データ項目:
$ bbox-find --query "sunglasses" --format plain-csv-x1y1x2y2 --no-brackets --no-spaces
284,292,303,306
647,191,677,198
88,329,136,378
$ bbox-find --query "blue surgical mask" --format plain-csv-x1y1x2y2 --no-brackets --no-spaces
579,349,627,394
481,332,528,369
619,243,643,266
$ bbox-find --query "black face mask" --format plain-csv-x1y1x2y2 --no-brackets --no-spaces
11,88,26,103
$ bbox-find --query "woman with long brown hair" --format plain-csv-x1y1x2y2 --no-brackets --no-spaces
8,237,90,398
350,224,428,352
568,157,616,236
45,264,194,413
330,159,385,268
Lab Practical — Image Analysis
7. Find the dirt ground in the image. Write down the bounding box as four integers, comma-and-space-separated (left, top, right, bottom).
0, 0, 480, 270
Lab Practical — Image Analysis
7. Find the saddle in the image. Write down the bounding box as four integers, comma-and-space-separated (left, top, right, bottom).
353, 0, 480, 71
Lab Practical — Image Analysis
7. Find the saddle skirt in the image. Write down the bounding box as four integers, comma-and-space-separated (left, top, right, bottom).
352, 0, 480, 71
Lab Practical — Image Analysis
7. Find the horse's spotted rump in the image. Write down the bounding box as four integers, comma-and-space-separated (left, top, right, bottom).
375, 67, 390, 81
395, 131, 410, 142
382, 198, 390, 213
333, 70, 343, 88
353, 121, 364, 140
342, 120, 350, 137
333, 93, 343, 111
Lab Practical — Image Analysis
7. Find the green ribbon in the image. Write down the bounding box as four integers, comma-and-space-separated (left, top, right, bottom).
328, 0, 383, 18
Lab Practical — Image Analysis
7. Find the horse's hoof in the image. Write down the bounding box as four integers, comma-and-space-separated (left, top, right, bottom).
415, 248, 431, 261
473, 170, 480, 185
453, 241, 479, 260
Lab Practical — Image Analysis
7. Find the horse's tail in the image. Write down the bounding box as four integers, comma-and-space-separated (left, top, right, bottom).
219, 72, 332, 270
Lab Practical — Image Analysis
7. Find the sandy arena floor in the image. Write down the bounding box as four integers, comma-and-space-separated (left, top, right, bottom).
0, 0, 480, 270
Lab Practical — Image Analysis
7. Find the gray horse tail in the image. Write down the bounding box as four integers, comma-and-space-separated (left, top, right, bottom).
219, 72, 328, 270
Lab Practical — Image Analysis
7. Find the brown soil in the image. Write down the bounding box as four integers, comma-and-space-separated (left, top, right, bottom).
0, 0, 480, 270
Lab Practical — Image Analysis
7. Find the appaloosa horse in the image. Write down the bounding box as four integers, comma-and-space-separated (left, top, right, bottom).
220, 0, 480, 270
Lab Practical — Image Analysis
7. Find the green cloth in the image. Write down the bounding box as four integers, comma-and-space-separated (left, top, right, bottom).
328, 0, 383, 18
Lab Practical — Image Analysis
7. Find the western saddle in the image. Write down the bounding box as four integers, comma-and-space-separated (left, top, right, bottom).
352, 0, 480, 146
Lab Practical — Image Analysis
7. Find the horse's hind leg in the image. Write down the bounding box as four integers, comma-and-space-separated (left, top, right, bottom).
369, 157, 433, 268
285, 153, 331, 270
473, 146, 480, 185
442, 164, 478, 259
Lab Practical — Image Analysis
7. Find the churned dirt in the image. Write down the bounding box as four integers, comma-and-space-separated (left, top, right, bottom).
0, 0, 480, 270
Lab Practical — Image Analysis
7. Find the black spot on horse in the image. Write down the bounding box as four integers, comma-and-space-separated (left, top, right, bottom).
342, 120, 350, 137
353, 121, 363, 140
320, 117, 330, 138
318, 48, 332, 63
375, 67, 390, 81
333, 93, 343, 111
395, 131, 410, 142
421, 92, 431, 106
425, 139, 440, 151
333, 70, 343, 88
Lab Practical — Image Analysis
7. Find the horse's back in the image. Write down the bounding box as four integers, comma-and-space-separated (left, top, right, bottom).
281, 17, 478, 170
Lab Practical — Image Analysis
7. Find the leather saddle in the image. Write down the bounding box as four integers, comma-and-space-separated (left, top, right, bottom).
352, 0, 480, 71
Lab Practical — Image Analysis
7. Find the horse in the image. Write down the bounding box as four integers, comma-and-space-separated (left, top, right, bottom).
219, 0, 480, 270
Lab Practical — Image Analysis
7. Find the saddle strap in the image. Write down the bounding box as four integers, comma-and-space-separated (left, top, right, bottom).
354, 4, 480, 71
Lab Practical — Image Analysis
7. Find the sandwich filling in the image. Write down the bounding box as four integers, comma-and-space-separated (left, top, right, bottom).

__課題内容__
上のリストの全行を、空行を除いて1行につき1つの文字列とし、JSONの文字列リストに入れよ。

__想定解答__
[
  "$ bbox-find --query \"sunglasses\" --format plain-csv-x1y1x2y2 --no-brackets --no-spaces",
  "284,292,303,306",
  "647,191,677,198",
  "88,329,136,378",
  "$ bbox-find --query \"blue surgical mask\" --format plain-csv-x1y1x2y2 --no-brackets --no-spaces",
  "579,349,627,394",
  "481,332,528,369",
  "619,243,643,266",
  "$ bbox-find --query \"black face mask\" --format plain-csv-x1y1x2y2 --no-brackets --no-spaces",
  "11,88,26,103",
  "$ bbox-find --query \"woman with long brown hair\" --format plain-csv-x1y1x2y2 --no-brackets --no-spaces",
  "8,237,90,398",
  "350,224,428,352",
  "568,157,616,236",
  "45,264,194,413",
  "330,159,385,268",
  "Lab Practical — Image Analysis",
  "7. Find the dirt ground in the image. Write down the bounding box as four integers, comma-and-space-separated (left, top, right, bottom).",
  "0, 0, 480, 270",
  "Lab Practical — Image Analysis",
  "7. Find the saddle in the image. Write down the bounding box as four integers, comma-and-space-separated (left, top, right, bottom).",
  "353, 0, 480, 71",
  "Lab Practical — Image Analysis",
  "7. Find the saddle skirt in the image. Write down the bounding box as four integers, comma-and-space-separated (left, top, right, bottom).",
  "352, 0, 480, 71",
  "Lab Practical — Image Analysis",
  "7. Find the horse's spotted rump in the image. Write down the bounding box as four integers, comma-and-space-separated (left, top, right, bottom).",
  "375, 67, 390, 81",
  "395, 131, 410, 142",
  "382, 198, 390, 213",
  "333, 70, 343, 88",
  "353, 121, 364, 140",
  "342, 120, 350, 137",
  "333, 93, 343, 111",
  "Lab Practical — Image Analysis",
  "7. Find the green ribbon in the image. Write down the bounding box as four integers, comma-and-space-separated (left, top, right, bottom).",
  "328, 0, 383, 18",
  "Lab Practical — Image Analysis",
  "7. Find the horse's hoof in the image. Write down the bounding box as four integers, comma-and-space-separated (left, top, right, bottom).",
  "415, 248, 431, 261",
  "473, 170, 480, 185",
  "453, 241, 479, 260",
  "Lab Practical — Image Analysis",
  "7. Find the horse's tail in the image. Write down the bounding box as four integers, comma-and-space-separated (left, top, right, bottom).",
  "219, 72, 332, 270",
  "Lab Practical — Image Analysis",
  "7. Find the sandy arena floor in the image. Write down the bounding box as four integers, comma-and-space-separated (left, top, right, bottom).",
  "0, 0, 480, 270",
  "Lab Practical — Image Analysis",
  "7. Find the gray horse tail in the image. Write down the bounding box as four integers, comma-and-space-separated (left, top, right, bottom).",
  "219, 72, 328, 270",
  "Lab Practical — Image Analysis",
  "7. Find the brown soil in the image. Write down the bounding box as four integers, comma-and-space-separated (left, top, right, bottom).",
  "0, 0, 480, 270",
  "Lab Practical — Image Analysis",
  "7. Find the appaloosa horse in the image. Write down the bounding box as four integers, comma-and-space-separated (left, top, right, bottom).",
  "220, 0, 480, 270",
  "Lab Practical — Image Analysis",
  "7. Find the green cloth in the image. Write down the bounding box as four integers, comma-and-space-separated (left, top, right, bottom).",
  "328, 0, 383, 18",
  "Lab Practical — Image Analysis",
  "7. Find the western saddle in the image. Write down the bounding box as four integers, comma-and-space-separated (left, top, right, bottom).",
  "352, 0, 480, 146",
  "Lab Practical — Image Analysis",
  "7. Find the horse's hind leg in the image. Write down the bounding box as four integers, comma-and-space-separated (left, top, right, bottom).",
  "369, 157, 433, 268",
  "285, 153, 331, 270",
  "473, 146, 480, 185",
  "442, 164, 478, 259",
  "Lab Practical — Image Analysis",
  "7. Find the churned dirt in the image. Write down the bounding box as four integers, comma-and-space-separated (left, top, right, bottom).",
  "0, 0, 480, 270",
  "Lab Practical — Image Analysis",
  "7. Find the black spot on horse in the image. Write down the bounding box as four integers, comma-and-space-separated (left, top, right, bottom).",
  "342, 120, 350, 137",
  "353, 121, 363, 140",
  "320, 117, 330, 138",
  "318, 48, 332, 63",
  "375, 67, 390, 81",
  "333, 93, 343, 111",
  "395, 131, 410, 142",
  "421, 92, 431, 106",
  "425, 139, 440, 151",
  "333, 70, 343, 88",
  "Lab Practical — Image Analysis",
  "7. Find the horse's back in the image. Write down the bounding box as four integers, comma-and-space-separated (left, top, right, bottom).",
  "281, 17, 478, 170",
  "Lab Practical — Image Analysis",
  "7. Find the leather saddle in the image. Write down the bounding box as four integers, comma-and-space-separated (left, top, right, bottom).",
  "352, 0, 480, 71",
  "Lab Practical — Image Analysis",
  "7. Find the horse in the image. Write down the bounding box as four integers, comma-and-space-separated (left, top, right, bottom).",
  "219, 0, 480, 270",
  "Lab Practical — Image Analysis",
  "7. Find the saddle strap in the image. Write down the bounding box as four integers, comma-and-space-separated (left, top, right, bottom).",
  "354, 4, 480, 71",
  "Lab Practical — Image Analysis",
  "7. Find the sandwich filling in the image. Write down the bounding box as four integers, comma-and-space-separated (left, top, right, bottom)."
]